# Need to find home for stray german shepherd



## germanshepherdmon

Must find loving home for this stray dog very soon. Female; California - willing to travel between Northern CA and Central Valley for someone who is truly able to provide loving home for this beautiful very friendly dog. Has been very good with older children.

Must find by this weekend; anyone able to provide home or know of an animal rescue that does NOT require 30 day waiting period and has room available?

Nearest animal shelter only keeps animals for 3 days before putting them to sleep - provides no chance to save this dog if must take to animal shelter instead.


----------



## Beau

Hi

It's not necessary to post this in multiple forums. You posted it correctly in the Urgent forum and people will see it. 

It might help to add as much information as you can so people can ascertain how to help.

What's the background of the dog? How did you get it? Any temperament issues other than being good with children? How about other dogs, cats etc?


----------



## germanshepherdmon

*stray dog*

since it is a stray dog that don't want to have to take to shelter/animal control but can not keep - do not have a lot of information available. 

She is friendly though she looks by her thinness to either have been neglected or on her own for a while.

She has not shown any aggression towards humans; and only when attacked by another dog did she defend herself and no harm was caused to the other dog.

She likes to bark at cats. But have not witnessed any interaction between her and cats directly.


----------



## germanshepherdmon

*stray dog*

Have had no luck finding a rescue that would take her before 30 days so far.

People don't look at every type of post - need to get the message out quickly and to as many people as possible.

Would be sad to have this dog be put to sleep by a shelter when she is such a great dog.


----------



## Jax08

Can you foster the dog for the rescue? Did they offer to courtesy post? 

Thank you for helping her.

FYI..you are wasting your time posting on every section of this forum. The thread should be in Non-Urgent per the forum rules. A mod will come along and either delete your extra posts or lock them.


----------



## GSDAlphaMom

Poor girl, she look so sad, and thin! I hope someone steps up. I would not have seen this on a 'urgent forum' as I'm sure many others would not have either. It's not a forum I visit so it will get additional views from being posted here.


----------



## sitstay

I also wanted to add that there are health conditions that can cause a dog to be too thin. Whoever ends up with this dog should be prepared and able to provide vet care ASAP.
Sheilah


----------



## PatchonGSD

Poor baby....that extra long, somewhat roman nose, floppy ears, and the way it looks in the pics.....long back and long legs, I wonder if she is mixed with something?....Irish Wolfhound comes to mind. I could be totally off *but does anyone else see those features?* Maybe you could contact a breed specific rescue if it seems she is mixed with something other than GSD? Some breed specific rescues will also take in dogs that are 50/50. 

Have you posted her pictures on other sites like CL's lost and found in your area or I think Petfinder.com has a place you can post lost pets. Have you taken her to the vet to check for a micro chip?


----------



## Jax08

I see only a very skinny purebred, which probably makes everything look longer.


----------



## PatchonGSD

maybe I was grasping a little.....that first picture breaks my heart.....I just want to pick up that big head and give her lots of love and groceries......

-- Short task A --
According to the stray German shepherd thread, how many days does the nearest animal shelter keep animals before putting them to sleep?
-- Short task B --
Put the rows, from the line containing "point: dog's claw" through the final line of the rows, into a numbered list with blank lines omitted.

-- Data supplied --
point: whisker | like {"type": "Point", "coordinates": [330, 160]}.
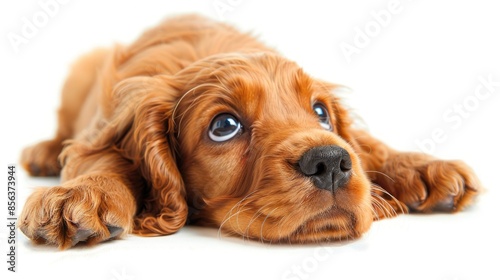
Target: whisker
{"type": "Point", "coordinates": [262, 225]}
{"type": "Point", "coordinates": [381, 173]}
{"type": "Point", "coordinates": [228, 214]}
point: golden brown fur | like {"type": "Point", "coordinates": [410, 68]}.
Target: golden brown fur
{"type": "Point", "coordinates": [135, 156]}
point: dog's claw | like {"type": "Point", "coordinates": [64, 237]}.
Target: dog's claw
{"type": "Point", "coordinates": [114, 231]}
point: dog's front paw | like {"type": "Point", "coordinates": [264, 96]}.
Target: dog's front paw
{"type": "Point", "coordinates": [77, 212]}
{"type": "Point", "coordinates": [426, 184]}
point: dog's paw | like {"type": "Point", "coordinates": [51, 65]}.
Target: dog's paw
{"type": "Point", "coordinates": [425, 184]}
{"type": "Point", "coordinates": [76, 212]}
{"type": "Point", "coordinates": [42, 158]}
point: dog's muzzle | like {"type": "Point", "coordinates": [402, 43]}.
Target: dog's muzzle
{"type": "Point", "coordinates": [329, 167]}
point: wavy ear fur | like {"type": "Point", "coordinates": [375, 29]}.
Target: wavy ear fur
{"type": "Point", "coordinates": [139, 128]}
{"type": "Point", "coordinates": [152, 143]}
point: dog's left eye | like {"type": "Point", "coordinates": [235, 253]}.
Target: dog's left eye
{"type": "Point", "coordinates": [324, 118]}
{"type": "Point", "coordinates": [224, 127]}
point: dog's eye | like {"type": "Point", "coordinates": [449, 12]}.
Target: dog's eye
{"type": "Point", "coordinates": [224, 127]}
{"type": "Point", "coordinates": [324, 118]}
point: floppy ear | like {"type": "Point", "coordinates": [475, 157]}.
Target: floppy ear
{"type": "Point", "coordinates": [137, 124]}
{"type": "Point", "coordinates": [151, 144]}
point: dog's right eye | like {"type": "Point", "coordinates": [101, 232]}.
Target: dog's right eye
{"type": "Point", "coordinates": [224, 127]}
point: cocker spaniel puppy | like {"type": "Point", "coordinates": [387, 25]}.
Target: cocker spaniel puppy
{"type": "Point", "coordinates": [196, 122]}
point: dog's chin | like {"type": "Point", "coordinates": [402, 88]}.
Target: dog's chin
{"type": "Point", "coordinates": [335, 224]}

-- Written reply A --
Three days.

-- Written reply B --
1. point: dog's claw | like {"type": "Point", "coordinates": [64, 237]}.
2. Target: dog's claw
3. {"type": "Point", "coordinates": [114, 231]}
4. point: dog's front paw | like {"type": "Point", "coordinates": [264, 96]}.
5. Target: dog's front paw
6. {"type": "Point", "coordinates": [77, 212]}
7. {"type": "Point", "coordinates": [426, 184]}
8. point: dog's paw | like {"type": "Point", "coordinates": [51, 65]}.
9. Target: dog's paw
10. {"type": "Point", "coordinates": [425, 184]}
11. {"type": "Point", "coordinates": [76, 212]}
12. {"type": "Point", "coordinates": [42, 158]}
13. point: dog's muzzle | like {"type": "Point", "coordinates": [402, 43]}.
14. Target: dog's muzzle
15. {"type": "Point", "coordinates": [329, 167]}
16. point: wavy ear fur | like {"type": "Point", "coordinates": [375, 29]}.
17. Target: wavy ear fur
18. {"type": "Point", "coordinates": [139, 128]}
19. {"type": "Point", "coordinates": [152, 143]}
20. point: dog's left eye | like {"type": "Point", "coordinates": [235, 253]}.
21. Target: dog's left eye
22. {"type": "Point", "coordinates": [324, 118]}
23. {"type": "Point", "coordinates": [224, 127]}
24. point: dog's eye | like {"type": "Point", "coordinates": [449, 12]}.
25. Target: dog's eye
26. {"type": "Point", "coordinates": [224, 127]}
27. {"type": "Point", "coordinates": [324, 118]}
28. point: floppy ear | like {"type": "Point", "coordinates": [475, 157]}.
29. Target: floppy ear
30. {"type": "Point", "coordinates": [137, 124]}
31. {"type": "Point", "coordinates": [151, 144]}
32. point: dog's right eye | like {"type": "Point", "coordinates": [101, 232]}.
33. Target: dog's right eye
34. {"type": "Point", "coordinates": [224, 127]}
35. point: cocker spaniel puppy | like {"type": "Point", "coordinates": [387, 25]}.
36. Target: cocker spaniel puppy
37. {"type": "Point", "coordinates": [196, 122]}
38. point: dog's chin | like {"type": "Point", "coordinates": [402, 88]}.
39. Target: dog's chin
40. {"type": "Point", "coordinates": [335, 224]}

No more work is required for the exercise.